_SELECTED EXCERPT:_
-*-*-

Participants completed two post-test questionnaires after the main experiment session, so as not to prime them towards the purpose of the study. Data on the participants’ language background was collected via a pen-and-paper language background questionnaire, and personality traits were assessed using the Big Five personality inventory56, coded in E-Prime 2 57. An overview of the traits assessed with the Big Five test, with examples of associated attributes, is provided in Table 1. The Big Five inventory was chosen for its frequent and continued use in psychological research, and/or because it assesses various aspects of an individual’s personality rather than just providing one overall score.

Table 1 An overview of the Big Five traits56 used to assess the participants' personality, and traits associated with high scores in the respective scale.

As well, correlations between the five personality traits were assessed to inform predictor selection during model fitting. The highest correlation observed was between Openness and Extraversion, at r = 0.30 (p = 0.005), with two additional correlations being significant, namely between Agreeableness and Conscientiousness (r = 0.23, p = 0.03) and Agreeableness and Extraversion (r = 0.24, p = 0.03; for an overview, see Table 2).

Table 2 Correlation table for the Big Five personality traits, as observed in the participant sample. Significance levels are indicated with asterisks.

It should be noted that, while we attempted to expand our college sample by recruiting external participants as well, our participant sample still skews young; further information on the Big Five trait distributions across genders and recruitment strategies is presented in the Supplementary Materials. In this context, it is important to note that research has generally found older individuals to be higher in Conscientiousness and Agreeableness and lower in Neuroticism, whereas Extraversion and Openness seem to be relatively consistent across the lifespan58. However, results are not entirely clear-cut; some research has found older individuals to be less extraverted and open, and more agreeable and conscientious, than younger individuals across different cultures59. In either case, future research may benefit from a wider age range in the participant sample, such that relationships between age and personality traits may be assessed statistically.

-*-*-

_PROBLEMS TO WORK ON:_
a – Answer these questions from the personality-assessment excerpt:
(i) Which inventory was used to assess personality traits, and in what software was it coded?
(ii) Which two traits showed the highest correlation, and what was its r value?
(iii) Which traits does the excerpt say seem relatively consistent across the lifespan?
b – Transcribe the personality-assessment excerpt, starting with "Table 2 Correlation" and going on through "indicated with asterisks.".

-*-*-

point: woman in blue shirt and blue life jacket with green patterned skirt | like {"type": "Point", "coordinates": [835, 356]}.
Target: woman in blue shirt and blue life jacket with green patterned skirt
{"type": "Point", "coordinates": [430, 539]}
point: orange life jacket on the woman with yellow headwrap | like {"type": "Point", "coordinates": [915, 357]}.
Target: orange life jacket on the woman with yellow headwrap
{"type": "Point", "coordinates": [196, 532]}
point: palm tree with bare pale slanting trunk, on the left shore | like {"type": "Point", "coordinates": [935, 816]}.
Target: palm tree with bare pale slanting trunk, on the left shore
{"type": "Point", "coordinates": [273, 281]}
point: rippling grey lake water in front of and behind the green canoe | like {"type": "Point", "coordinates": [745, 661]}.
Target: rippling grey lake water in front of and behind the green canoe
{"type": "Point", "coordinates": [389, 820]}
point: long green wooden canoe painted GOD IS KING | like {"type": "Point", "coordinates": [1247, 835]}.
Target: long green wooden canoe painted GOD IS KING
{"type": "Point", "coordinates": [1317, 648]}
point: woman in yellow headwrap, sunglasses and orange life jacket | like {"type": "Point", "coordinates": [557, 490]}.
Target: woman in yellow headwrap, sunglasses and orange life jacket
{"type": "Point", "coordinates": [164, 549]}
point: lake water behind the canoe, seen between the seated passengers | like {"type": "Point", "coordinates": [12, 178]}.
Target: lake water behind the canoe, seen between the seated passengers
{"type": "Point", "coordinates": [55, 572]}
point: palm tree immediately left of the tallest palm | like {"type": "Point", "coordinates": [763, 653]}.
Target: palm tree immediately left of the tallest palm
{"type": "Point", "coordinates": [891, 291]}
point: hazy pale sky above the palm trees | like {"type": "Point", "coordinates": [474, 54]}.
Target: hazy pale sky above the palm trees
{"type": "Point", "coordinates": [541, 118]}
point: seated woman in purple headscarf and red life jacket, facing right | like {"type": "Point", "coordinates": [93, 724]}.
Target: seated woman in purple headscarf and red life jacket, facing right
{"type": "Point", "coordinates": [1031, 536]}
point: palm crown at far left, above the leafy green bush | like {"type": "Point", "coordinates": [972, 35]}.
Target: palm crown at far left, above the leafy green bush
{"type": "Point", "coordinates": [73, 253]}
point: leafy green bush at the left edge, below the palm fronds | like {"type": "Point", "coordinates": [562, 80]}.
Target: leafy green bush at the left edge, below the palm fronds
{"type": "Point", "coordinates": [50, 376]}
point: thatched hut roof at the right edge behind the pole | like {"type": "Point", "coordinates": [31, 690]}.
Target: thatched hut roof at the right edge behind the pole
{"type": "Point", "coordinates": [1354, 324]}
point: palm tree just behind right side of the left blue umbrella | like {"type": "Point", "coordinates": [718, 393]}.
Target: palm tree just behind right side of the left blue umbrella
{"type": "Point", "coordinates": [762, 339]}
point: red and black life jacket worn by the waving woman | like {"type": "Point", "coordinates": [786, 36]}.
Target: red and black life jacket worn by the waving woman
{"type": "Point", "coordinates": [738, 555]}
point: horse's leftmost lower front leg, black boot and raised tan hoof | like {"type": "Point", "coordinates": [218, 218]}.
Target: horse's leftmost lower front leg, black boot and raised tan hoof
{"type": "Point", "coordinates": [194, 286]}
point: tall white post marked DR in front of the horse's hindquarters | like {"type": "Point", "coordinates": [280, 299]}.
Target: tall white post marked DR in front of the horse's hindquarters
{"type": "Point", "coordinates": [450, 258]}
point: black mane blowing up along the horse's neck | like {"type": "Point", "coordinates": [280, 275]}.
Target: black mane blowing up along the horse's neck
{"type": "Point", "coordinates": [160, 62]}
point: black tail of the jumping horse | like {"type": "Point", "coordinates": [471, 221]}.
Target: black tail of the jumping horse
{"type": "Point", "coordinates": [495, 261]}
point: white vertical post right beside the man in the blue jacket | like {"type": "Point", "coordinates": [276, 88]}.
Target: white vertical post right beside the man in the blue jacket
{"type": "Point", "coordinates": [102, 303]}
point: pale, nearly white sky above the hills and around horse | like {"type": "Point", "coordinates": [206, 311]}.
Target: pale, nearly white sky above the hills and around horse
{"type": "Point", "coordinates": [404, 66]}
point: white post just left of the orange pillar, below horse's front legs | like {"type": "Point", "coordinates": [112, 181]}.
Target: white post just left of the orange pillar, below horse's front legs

-*-*-

_COMPLETED EXERCISE:_
a –
(i) The Big Five personality inventory, coded in E-Prime 2.
(ii) Openness and Extraversion, at r = 0.30.
(iii) Extraversion and Openness.

b –
Table 2 Correlation table for the Big Five personality traits, as observed in the participant sample. Significance levels are indicated with asterisks.